══ Entries shown
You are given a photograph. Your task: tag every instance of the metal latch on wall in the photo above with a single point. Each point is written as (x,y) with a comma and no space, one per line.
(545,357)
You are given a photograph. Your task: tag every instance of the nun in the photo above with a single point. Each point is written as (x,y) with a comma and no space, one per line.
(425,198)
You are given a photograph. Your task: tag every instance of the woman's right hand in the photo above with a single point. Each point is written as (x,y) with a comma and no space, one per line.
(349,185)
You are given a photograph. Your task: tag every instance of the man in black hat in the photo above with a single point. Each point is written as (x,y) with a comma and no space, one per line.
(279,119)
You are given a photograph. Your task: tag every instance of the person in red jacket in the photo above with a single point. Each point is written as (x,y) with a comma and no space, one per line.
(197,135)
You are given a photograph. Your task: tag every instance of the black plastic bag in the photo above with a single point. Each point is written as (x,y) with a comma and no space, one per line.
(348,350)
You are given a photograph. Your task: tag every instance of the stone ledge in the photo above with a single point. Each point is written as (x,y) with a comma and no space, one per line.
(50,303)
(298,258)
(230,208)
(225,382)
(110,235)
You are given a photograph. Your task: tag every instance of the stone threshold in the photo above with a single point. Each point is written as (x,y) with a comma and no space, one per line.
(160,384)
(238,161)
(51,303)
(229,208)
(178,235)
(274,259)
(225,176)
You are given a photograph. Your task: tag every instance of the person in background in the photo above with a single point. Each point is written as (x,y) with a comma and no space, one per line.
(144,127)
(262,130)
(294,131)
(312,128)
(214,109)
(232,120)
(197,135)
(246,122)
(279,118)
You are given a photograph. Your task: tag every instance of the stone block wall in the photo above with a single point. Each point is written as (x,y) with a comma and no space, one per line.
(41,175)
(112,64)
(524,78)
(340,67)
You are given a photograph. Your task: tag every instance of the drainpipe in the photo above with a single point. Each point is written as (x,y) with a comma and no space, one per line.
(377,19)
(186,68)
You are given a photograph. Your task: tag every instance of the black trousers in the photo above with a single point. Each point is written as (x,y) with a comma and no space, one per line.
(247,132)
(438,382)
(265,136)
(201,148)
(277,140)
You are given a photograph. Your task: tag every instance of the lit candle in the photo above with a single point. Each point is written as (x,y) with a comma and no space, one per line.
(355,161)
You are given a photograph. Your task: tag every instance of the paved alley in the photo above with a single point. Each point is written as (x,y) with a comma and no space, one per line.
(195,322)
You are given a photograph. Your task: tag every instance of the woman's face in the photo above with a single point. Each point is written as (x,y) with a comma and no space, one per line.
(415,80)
════
*What is required*.
Present every line of the records above as a numbered list, omitting any blank lines.

*Answer to the exercise*.
1. You are given a photograph. Your task: tag every instance of the metal latch on wall in the photo above with a single point. Each point is written as (x,y) with a comma and no space, one per line.
2. (545,357)
3. You are given a photograph. Your task: tag every instance of the nun in the photo above with a single point. Each point is written as (x,y) with a comma and no space, one per line.
4. (425,198)
5. You are given a photograph. Your task: tag every instance of the woman's right hand in the photo above with a single point. Each point is written as (x,y) with a comma and no space, one per line.
6. (349,185)
7. You are given a photograph. Your task: tag every instance of the man in black hat in the photo above with a single point. Each point is written as (x,y) with a comma and no space, one per line.
8. (279,119)
9. You are given a photograph. Your task: tag every instance of the person in red jacket in the photo above with a single point. Each point is written as (x,y) with a comma and no space, one per line.
10. (197,135)
11. You are given a photograph. Your task: tag every instance of the black plastic bag in the photo above with a single point. Each point is written as (x,y) with a comma and no space, one per line.
12. (348,350)
13. You are given a photograph. Your task: tag every instance of the stone ledge in the photo above with a single point. Each point is written as (x,y) with a comma and no space, one per line.
14. (50,303)
15. (298,258)
16. (230,208)
17. (225,382)
18. (110,235)
19. You are given a photograph. Your task: tag every instance of the stone threshold in the photo above with a single point. Each point is written as (x,y) with a comma and no space, one per line.
20. (160,384)
21. (238,161)
22. (51,303)
23. (229,208)
24. (178,235)
25. (274,259)
26. (225,176)
27. You are given a photograph. Your task: tag every instance of the person in background in the photo above with a single point. Each point is written as (x,y) with a comma and no space, one per line.
28. (144,127)
29. (262,130)
30. (294,131)
31. (312,128)
32. (214,109)
33. (232,120)
34. (197,135)
35. (246,122)
36. (279,118)
37. You are given a photograph. Your task: tag every instance of the stone block wall in the photo above with a single point. Each point is written as (x,y) with a comma and no space, one per line.
38. (41,175)
39. (112,64)
40. (524,78)
41. (340,67)
42. You are given a photograph. Your task: tag every instance of the drainpipe in the photo above with a single point. Each point is written as (x,y) with a comma and no space, one per line.
43. (377,19)
44. (186,68)
45. You are given a photograph. Your task: tag every instance of the black trousers in the photo above with a single point. Each point is written as (x,y) with a comma and no space, one per line.
46. (247,132)
47. (438,382)
48. (265,136)
49. (201,148)
50. (277,140)
51. You are given a photograph. Your task: tag every instance of the lit candle in the photo above with a single point. Each point is written as (x,y) with a comma and no space, one per line.
52. (355,161)
53. You are given a photograph. Your task: tag every instance of the paved alley in the photo above with a single point. Each point is written as (x,y) with a comma and no space, one per line.
54. (195,322)
55. You are given a photograph. Your task: tag every instance of the woman's face in the photo above with a single point. Each point is written as (x,y) with a comma and no space, one per line.
56. (415,80)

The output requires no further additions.